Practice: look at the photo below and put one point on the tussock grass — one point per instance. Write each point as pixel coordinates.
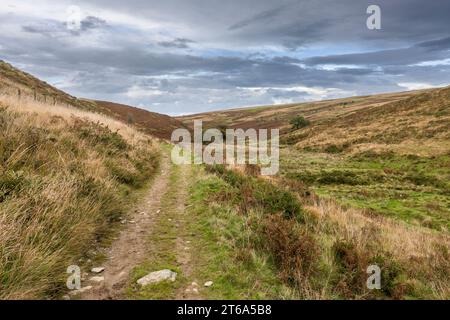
(65, 176)
(323, 250)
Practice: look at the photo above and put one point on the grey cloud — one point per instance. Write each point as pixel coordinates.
(179, 43)
(231, 56)
(54, 28)
(263, 16)
(92, 22)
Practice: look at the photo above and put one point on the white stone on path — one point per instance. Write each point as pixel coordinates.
(97, 279)
(157, 276)
(82, 290)
(98, 270)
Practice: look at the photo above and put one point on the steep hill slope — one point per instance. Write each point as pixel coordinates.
(279, 116)
(158, 125)
(21, 84)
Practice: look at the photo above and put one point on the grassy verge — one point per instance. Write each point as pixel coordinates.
(222, 241)
(322, 251)
(408, 188)
(65, 181)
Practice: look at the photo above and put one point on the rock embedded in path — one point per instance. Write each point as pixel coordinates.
(80, 291)
(98, 270)
(97, 279)
(157, 276)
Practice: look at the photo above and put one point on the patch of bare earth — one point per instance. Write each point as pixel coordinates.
(183, 246)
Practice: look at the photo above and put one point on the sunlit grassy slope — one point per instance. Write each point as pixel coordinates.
(66, 176)
(386, 153)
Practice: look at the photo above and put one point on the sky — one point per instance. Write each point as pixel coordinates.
(189, 56)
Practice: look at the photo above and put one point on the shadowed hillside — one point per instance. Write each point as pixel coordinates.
(15, 82)
(156, 124)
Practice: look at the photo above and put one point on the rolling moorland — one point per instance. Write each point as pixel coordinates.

________

WHAT IS EXPECTED
Update the data above by replacing every "photo" with "image", keeping everything else unchanged. Leave the picture out of your answer.

RESULT OF THE EXERCISE
Practice: look at the image below and put one point on the tussock grass — one point per instance. Write each point as pixel coordinates.
(65, 176)
(323, 250)
Practice: look at the image above and put one point on the grey cloud — one point per instance. Write each point as pixel coordinates.
(179, 43)
(231, 56)
(54, 28)
(263, 16)
(92, 22)
Practice: look at the image above and put one point on the white stone on path — one point per instance. Write each point as pixel coordinates.
(97, 279)
(157, 276)
(82, 290)
(98, 270)
Practice: look at the image above and put one point on the steep hill slope — one point per instance. Write each point as pixel coordinates.
(279, 116)
(158, 125)
(21, 84)
Practice: look at the image above and put one point on the grassy verge — one point per instance. Write each point as pixel coordinates.
(222, 241)
(322, 251)
(408, 188)
(65, 181)
Practice: look at the image above and put one point on the rock embedded in path — one point per instance. Write each point as pixel coordinates.
(80, 291)
(98, 270)
(97, 279)
(157, 276)
Practice: look at the image above and put one point on the patch of bare earth — one point per instance. Write each point as pixel coordinates.
(183, 246)
Practice: look at the image above and put one point on the sunlit grassy slope — one point per instance. Write each point as pixel coordinates.
(66, 176)
(386, 153)
Practice: look at the image above and put one point on the sky — one point per instance. Write each point as pixel coordinates.
(189, 56)
Practice: look at the image above and put one point on the shadowed hillside — one point per instance. Write each point as pixel coordinates.
(15, 82)
(156, 124)
Practice: look at the image above and put one point on the rolling moorland — one point per instance. Write each point as pixel coordinates.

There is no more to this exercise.